The exercise -
Rewrite the records below with every "Per instance" replaced by "For each instance" and nothing else changed. Leave the pictures out of your answer.

━━━━━ Given entries

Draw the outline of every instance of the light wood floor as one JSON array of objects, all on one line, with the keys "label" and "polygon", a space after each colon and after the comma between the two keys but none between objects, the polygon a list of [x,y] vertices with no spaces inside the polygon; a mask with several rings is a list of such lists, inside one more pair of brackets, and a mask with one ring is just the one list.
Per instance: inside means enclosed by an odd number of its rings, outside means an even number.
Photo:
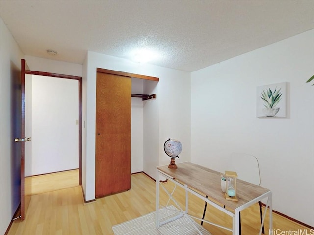
[{"label": "light wood floor", "polygon": [[[80,186],[33,195],[25,220],[15,221],[8,235],[113,235],[113,225],[155,210],[155,182],[143,173],[132,175],[131,181],[130,190],[87,204],[84,204]],[[174,184],[169,182],[163,184],[168,190],[174,187]],[[160,202],[165,204],[168,197],[161,188],[160,189]],[[185,192],[179,188],[174,193],[180,206],[184,207],[184,195]],[[190,214],[202,216],[204,203],[200,199],[190,195],[189,207]],[[275,229],[306,230],[296,223],[273,214]],[[223,226],[231,226],[229,216],[210,206],[207,207],[205,218]],[[258,204],[241,212],[241,219],[243,235],[258,234],[260,219]],[[269,234],[267,219],[266,217],[265,234]],[[208,224],[204,224],[204,227],[213,235],[231,234],[230,232]],[[310,229],[307,230],[308,234],[311,234]]]}]

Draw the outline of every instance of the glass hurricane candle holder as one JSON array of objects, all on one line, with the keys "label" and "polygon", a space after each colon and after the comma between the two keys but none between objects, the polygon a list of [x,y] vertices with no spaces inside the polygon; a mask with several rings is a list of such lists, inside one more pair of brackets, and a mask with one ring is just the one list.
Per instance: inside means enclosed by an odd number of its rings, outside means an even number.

━━━━━━━━━━

Result of this exercise -
Draw the outline of every instance of the light wood floor as one JSON array of objects, all on one line, with the keys "label" and "polygon", a space after each colon and after the comma between the two keys but none between objects, the polygon a list of [x,y] vertices with no spaces inside the polygon; a mask with several rings is a list of such lists, inside one more pair of brackets, and a mask with one ring is just the one list.
For each instance: inside means enclosed by an odd number of its rings, outside means an even number.
Photo:
[{"label": "light wood floor", "polygon": [[[80,186],[33,195],[25,220],[15,221],[8,235],[113,235],[113,225],[155,210],[155,182],[143,173],[132,175],[131,181],[130,190],[87,204],[84,204]],[[174,184],[169,182],[163,184],[168,190],[174,187]],[[160,202],[165,204],[168,197],[161,188],[160,189]],[[185,192],[179,188],[174,193],[180,206],[184,207],[184,195]],[[190,214],[202,216],[204,203],[200,199],[190,195],[189,207]],[[275,229],[306,230],[296,223],[273,214]],[[223,226],[231,226],[229,216],[210,206],[207,207],[205,218]],[[258,204],[241,212],[241,219],[243,235],[258,234],[260,219]],[[269,234],[267,219],[266,217],[265,234]],[[208,224],[204,224],[204,227],[213,235],[231,234],[230,232]],[[310,229],[307,230],[308,234],[311,234]]]}]

Draw the outline of every instance of the glass hurricane candle holder as one JSON array of objects, all on one line, with the keys "label" and "polygon", a space after each colon and after the comma between the two keys but none between objects, the polygon a list of [x,y] vertices with no spaces inside the polygon; a mask with several rings is a list of such lists, inside one more pair of brackets, and a mask with one ring is just the one list.
For each instance: inside means enclosed by an odd number of its rings, outside means an even number.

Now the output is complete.